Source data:
--------------------------------

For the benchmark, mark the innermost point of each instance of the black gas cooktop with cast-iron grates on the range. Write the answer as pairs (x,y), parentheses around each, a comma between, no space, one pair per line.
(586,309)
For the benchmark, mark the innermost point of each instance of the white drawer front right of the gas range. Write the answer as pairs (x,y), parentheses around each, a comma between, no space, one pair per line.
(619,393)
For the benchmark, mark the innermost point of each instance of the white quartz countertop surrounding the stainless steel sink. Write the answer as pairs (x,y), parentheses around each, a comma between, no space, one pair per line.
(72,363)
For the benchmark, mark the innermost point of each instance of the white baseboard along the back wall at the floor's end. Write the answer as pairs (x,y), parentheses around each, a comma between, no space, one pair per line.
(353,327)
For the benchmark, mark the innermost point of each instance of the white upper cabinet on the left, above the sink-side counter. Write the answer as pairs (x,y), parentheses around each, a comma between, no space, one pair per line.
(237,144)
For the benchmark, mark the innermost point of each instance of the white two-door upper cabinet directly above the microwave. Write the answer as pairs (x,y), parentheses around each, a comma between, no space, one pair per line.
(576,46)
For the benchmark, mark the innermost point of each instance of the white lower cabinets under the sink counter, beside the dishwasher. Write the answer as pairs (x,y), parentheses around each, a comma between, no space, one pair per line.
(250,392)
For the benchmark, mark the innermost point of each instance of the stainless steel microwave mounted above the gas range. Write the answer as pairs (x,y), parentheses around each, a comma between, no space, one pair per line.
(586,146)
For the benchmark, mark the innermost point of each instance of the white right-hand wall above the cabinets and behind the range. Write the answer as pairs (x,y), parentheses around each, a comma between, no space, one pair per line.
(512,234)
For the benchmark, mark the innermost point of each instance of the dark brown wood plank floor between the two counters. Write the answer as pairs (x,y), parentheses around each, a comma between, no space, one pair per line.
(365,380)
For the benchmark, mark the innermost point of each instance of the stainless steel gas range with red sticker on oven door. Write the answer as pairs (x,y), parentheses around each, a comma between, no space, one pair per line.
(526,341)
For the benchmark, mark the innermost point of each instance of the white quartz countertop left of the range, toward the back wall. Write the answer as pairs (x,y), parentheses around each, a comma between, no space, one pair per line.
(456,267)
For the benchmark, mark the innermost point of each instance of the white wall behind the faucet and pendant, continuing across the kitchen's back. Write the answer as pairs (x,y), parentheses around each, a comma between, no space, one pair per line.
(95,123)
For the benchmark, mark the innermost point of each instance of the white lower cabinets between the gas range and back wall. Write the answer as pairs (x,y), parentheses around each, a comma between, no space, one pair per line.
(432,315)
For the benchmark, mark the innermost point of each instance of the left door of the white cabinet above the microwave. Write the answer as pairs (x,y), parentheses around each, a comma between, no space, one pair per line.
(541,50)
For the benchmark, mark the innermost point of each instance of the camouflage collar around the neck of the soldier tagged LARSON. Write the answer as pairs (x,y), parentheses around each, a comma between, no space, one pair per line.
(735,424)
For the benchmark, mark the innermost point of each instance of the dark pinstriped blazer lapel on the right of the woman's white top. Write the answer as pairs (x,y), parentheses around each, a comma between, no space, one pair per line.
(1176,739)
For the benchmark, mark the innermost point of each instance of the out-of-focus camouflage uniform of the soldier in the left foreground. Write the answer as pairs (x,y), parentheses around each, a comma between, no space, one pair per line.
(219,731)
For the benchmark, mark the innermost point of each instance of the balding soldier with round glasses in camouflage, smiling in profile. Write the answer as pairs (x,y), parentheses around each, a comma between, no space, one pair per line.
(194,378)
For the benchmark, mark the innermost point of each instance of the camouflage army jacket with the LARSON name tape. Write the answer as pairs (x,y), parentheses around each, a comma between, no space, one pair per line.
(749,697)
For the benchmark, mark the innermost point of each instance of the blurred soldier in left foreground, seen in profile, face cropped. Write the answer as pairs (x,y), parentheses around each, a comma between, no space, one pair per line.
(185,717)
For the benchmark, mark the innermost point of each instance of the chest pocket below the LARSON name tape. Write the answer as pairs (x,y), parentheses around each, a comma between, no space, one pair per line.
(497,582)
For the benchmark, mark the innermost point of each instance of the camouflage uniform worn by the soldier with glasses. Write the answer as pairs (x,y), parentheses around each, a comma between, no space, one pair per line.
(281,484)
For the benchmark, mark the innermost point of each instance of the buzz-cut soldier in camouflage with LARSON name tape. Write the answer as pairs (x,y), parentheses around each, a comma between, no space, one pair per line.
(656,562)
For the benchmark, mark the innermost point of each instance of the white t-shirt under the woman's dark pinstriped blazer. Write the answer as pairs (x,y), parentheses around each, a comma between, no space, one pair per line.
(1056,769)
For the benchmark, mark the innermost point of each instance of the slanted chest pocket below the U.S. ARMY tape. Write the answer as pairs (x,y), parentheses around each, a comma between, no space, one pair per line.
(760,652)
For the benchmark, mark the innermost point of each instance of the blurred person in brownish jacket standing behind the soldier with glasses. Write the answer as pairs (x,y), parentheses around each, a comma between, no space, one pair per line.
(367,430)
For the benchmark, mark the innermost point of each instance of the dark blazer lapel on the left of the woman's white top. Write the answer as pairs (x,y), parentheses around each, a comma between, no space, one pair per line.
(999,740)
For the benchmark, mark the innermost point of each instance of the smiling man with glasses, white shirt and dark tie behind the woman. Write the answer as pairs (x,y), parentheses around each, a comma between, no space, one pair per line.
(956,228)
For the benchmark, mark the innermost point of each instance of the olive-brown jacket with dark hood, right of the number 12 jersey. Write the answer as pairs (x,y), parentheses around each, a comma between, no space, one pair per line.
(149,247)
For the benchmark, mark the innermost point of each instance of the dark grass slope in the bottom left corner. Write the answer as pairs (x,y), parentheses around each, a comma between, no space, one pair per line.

--------------------------------

What the exercise asks -> Each record above should be output again exactly.

Solution to the exercise ->
For the benchmark, mark the innermost point of each instance of the black gas cooktop with cast-iron grates on the range. Write the answer as pairs (x,y), parentheses around each, a comma between, no space, one pair per line.
(586,309)
For the benchmark, mark the innermost point of each instance of the white drawer front right of the gas range. Write the answer as pairs (x,y), parentheses around each, a comma between, no space, one pair per line.
(619,393)
For the benchmark, mark the innermost point of each instance of the white quartz countertop surrounding the stainless steel sink. Write the answer as pairs (x,y), parentheses around each, a comma between, no space, one pair per line.
(72,363)
For the benchmark, mark the innermost point of each instance of the white baseboard along the back wall at the floor's end. Write the answer as pairs (x,y), parentheses around each, a comma between, no space, one pair per line.
(353,327)
For the benchmark, mark the innermost point of each instance of the white upper cabinet on the left, above the sink-side counter. Write the answer as pairs (x,y), parentheses around each, a comma between, no space, one pair per line.
(237,144)
For the benchmark, mark the innermost point of each instance of the white two-door upper cabinet directly above the microwave. Write the answer as pairs (x,y), parentheses around each, a comma between, no space, one pair per line.
(576,46)
For the benchmark, mark the innermost point of each instance of the white lower cabinets under the sink counter, beside the dishwasher. Write the answer as pairs (x,y), parentheses around each, a comma between, no space, one pair per line.
(250,392)
For the benchmark, mark the innermost point of each instance of the stainless steel microwave mounted above the gas range. Write the answer as pairs (x,y), parentheses around each, a comma between, no space, one pair per line.
(586,146)
For the benchmark, mark the innermost point of each instance of the white right-hand wall above the cabinets and behind the range. Write the answer as pairs (x,y), parentheses around each, a comma between, no space, one pair per line.
(512,234)
For the benchmark, mark the innermost point of each instance of the dark brown wood plank floor between the two counters. Write the answer as pairs (x,y), parentheses around each, a comma between, no space, one pair per line.
(365,380)
For the benchmark, mark the innermost point of each instance of the stainless steel gas range with red sticker on oven door. Write the answer as pairs (x,y), parentheses around each, a comma between, no space, one pair per line.
(526,341)
For the benchmark, mark the innermost point of each instance of the white quartz countertop left of the range, toward the back wall. Write the answer as pairs (x,y), parentheses around each, a comma between, no space, one pair per line.
(456,267)
For the benchmark, mark the innermost point of each instance of the white wall behind the faucet and pendant, continuing across the kitchen's back. Write the answer as pairs (x,y), parentheses around each, a comma between, no space, one pair per line.
(95,123)
For the benchmark, mark the innermost point of each instance of the white lower cabinets between the gas range and back wall. Write the answer as pairs (x,y), parentheses around each, a comma between, no space, one pair per line.
(432,315)
For the benchmark, mark the innermost point of each instance of the left door of the white cabinet above the microwave. Write the answer as pairs (x,y), parentheses around each, a comma between, no space, one pair per line.
(541,50)
For the benchmark, mark the innermost point of each instance of the camouflage collar around the neck of the soldier tagged LARSON. Write the answer as pairs (x,y), parentheses around each, a comma between, no space, one pair per line.
(735,424)
For the benchmark, mark the innermost point of each instance of the dark pinstriped blazer lapel on the right of the woman's white top. Write the answer as pairs (x,y), parentheses around each, a comma between, no space, one pair per line.
(1176,739)
For the benchmark, mark the innermost point of each instance of the out-of-focus camouflage uniform of the soldier in the left foreground. Write the answer as pairs (x,y), parentheses around each, a comma between, no space, one pair per line.
(219,731)
For the benchmark, mark the innermost point of each instance of the balding soldier with round glasses in camouflage, smiling in profile. Write the answer as pairs (x,y), parentheses around each, a comma between, no space, one pair per line.
(194,378)
For the benchmark, mark the innermost point of each instance of the camouflage army jacket with the LARSON name tape. Write the answer as pairs (x,y), parentheses around each, a comma between, no space, one pair per line.
(749,697)
For the benchmark, mark the innermost point of each instance of the blurred soldier in left foreground, seen in profile, face cropped. Write the answer as pairs (x,y), parentheses around each, a comma between, no space, one pair per line.
(185,717)
For the benchmark, mark the innermost point of each instance of the chest pocket below the LARSON name tape. Write the answer as pairs (x,y), parentheses around each, a comma between, no space, one pair per line.
(497,582)
For the benchmark, mark the innermost point of each instance of the camouflage uniform worn by the soldier with glasses. Write the answer as pairs (x,y), parentheses around each, a comma between, no space, one pair per line.
(281,484)
For the benchmark, mark the innermost point of each instance of the buzz-cut soldier in camouflage with LARSON name tape. Write the answer as pairs (x,y), parentheses around each, a comma between, no space, one pair per line.
(656,562)
For the benchmark, mark the innermost point of each instance of the white t-shirt under the woman's dark pinstriped blazer. Write the answer as pairs (x,y), parentheses around each, a comma between, no space, one pair per line.
(1056,769)
For the benchmark, mark the innermost point of each instance of the slanted chest pocket below the U.S. ARMY tape. Write the answer as pairs (x,y), parentheses around each, a comma between, no space, one pair per line.
(760,652)
For the benchmark, mark the innermost point of each instance of the blurred person in brownish jacket standing behind the soldier with glasses. Write the answer as pairs (x,y), parentheses around each, a comma between, no space, one pair per line.
(367,430)
For the benchmark, mark the innermost point of each instance of the dark blazer lapel on the left of the woman's white top. Write the answer as pairs (x,y), parentheses around each, a comma between, no space, one pair per line.
(999,740)
For the benchmark, mark the innermost point of each instance of the smiling man with glasses, white shirt and dark tie behind the woman. Write the answer as pairs (x,y), parentheses around each, a comma between, no space, one pair per line.
(956,228)
For the benchmark, mark the innermost point of each instance of the olive-brown jacket with dark hood, right of the number 12 jersey. Write the answer as pairs (x,y), parentheses around each, a comma between, no space, one pair per line.
(149,247)
For the benchmark, mark the innermost point of each instance of the dark grass slope in the bottom left corner. Write the answer as pairs (x,y), parentheses around each, a comma between, no space, one pair per line.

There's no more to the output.